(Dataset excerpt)

○ ○ ○ ○

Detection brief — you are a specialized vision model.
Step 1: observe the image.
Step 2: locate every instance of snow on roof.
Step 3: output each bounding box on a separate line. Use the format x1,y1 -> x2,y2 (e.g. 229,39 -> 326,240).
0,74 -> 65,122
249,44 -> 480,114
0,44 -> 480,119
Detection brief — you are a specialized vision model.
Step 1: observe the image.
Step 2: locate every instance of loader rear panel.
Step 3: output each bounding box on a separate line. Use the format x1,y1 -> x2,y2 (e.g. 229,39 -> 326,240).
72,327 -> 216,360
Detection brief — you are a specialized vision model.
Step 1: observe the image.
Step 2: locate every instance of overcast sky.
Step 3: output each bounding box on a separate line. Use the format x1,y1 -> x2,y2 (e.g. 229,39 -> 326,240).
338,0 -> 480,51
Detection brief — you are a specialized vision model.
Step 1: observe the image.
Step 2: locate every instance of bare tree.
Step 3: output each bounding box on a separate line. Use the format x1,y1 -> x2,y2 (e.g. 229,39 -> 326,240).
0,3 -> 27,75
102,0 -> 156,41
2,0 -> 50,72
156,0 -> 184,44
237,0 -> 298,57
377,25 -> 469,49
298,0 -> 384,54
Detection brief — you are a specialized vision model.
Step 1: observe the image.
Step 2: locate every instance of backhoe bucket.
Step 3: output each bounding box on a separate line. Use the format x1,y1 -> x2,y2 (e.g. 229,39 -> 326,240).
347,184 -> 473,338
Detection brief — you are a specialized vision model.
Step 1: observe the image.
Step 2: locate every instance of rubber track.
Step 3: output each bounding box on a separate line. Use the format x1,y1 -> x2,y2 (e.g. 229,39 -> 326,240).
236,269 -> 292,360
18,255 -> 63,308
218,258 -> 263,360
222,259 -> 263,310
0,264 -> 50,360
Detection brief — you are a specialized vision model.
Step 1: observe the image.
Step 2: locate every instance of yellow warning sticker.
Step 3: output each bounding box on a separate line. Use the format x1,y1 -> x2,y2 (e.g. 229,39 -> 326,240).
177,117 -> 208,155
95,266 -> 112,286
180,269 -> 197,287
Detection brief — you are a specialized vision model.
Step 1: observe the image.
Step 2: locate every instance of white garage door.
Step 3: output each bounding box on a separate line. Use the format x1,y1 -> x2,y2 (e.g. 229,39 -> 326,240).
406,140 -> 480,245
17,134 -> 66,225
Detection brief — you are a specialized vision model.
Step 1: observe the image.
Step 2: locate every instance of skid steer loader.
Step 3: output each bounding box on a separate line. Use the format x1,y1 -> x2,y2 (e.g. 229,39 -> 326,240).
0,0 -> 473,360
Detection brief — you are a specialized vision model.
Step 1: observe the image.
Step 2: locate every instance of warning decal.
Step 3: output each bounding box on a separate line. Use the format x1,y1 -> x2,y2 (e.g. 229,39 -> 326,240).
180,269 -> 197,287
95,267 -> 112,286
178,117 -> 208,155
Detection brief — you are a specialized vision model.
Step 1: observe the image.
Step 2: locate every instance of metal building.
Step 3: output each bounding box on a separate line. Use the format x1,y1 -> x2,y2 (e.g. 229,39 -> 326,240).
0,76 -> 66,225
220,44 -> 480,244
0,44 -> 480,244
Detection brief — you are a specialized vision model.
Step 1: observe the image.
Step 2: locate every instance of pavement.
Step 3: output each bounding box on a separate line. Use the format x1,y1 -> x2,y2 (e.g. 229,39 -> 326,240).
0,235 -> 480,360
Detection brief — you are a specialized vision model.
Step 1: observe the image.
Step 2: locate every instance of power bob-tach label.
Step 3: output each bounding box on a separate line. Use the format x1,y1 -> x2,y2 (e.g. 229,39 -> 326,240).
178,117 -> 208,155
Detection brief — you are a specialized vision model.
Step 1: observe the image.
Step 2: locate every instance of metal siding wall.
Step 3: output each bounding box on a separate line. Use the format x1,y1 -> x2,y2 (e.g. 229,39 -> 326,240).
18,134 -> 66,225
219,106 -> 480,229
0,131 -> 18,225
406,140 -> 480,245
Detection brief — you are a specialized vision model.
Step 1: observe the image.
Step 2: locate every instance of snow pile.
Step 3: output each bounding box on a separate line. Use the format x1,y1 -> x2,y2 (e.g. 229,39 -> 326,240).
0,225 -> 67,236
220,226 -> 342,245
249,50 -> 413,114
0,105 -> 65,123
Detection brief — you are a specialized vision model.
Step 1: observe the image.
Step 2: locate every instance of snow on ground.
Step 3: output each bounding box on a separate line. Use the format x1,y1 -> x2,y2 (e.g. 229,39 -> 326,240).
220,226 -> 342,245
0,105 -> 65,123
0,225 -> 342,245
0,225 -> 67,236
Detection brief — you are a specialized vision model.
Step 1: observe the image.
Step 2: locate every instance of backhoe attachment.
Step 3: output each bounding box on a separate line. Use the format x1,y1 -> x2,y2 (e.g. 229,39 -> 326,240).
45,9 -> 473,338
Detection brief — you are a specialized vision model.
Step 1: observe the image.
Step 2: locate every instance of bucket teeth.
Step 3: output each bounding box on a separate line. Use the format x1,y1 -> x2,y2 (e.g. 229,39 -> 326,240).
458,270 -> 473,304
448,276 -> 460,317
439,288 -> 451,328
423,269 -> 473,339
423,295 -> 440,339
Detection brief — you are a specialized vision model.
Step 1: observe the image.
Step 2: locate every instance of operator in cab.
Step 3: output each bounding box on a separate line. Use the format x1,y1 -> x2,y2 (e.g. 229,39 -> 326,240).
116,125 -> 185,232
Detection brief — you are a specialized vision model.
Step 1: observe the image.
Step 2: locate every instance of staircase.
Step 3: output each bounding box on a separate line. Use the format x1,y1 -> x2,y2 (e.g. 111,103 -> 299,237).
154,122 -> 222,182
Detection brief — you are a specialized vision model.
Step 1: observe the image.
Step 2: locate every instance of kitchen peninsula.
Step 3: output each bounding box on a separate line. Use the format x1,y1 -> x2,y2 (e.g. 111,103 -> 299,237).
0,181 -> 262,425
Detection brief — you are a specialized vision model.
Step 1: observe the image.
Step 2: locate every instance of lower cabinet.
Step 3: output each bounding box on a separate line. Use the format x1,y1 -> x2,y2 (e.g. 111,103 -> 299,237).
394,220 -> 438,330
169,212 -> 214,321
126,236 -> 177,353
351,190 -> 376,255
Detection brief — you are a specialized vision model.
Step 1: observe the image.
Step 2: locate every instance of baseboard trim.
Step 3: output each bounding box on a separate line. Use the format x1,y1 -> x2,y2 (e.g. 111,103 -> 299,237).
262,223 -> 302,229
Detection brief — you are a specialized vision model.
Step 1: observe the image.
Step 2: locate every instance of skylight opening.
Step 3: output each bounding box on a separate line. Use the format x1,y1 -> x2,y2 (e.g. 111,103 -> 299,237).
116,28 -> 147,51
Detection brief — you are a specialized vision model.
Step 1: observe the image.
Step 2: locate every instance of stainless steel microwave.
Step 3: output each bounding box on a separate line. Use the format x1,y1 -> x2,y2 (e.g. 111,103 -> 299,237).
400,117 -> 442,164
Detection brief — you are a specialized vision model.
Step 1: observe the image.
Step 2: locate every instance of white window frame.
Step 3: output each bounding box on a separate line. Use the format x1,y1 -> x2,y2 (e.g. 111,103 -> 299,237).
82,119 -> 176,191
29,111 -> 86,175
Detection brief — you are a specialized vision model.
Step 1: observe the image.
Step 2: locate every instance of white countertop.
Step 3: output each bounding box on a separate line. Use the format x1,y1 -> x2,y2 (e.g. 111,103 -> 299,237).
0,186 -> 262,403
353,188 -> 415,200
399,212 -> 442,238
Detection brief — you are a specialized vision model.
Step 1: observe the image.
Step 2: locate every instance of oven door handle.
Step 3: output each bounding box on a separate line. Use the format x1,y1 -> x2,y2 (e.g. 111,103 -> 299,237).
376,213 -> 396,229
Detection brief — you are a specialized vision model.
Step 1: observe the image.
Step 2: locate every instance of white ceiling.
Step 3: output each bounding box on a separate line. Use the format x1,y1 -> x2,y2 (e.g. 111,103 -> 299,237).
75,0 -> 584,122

○ ○ ○ ○

• _Your task_
State how many lines of the listing contain the word "white", counting only matches with the same uppercase and lowercase letters. Give the number alone.

• _Answer to the problem_
4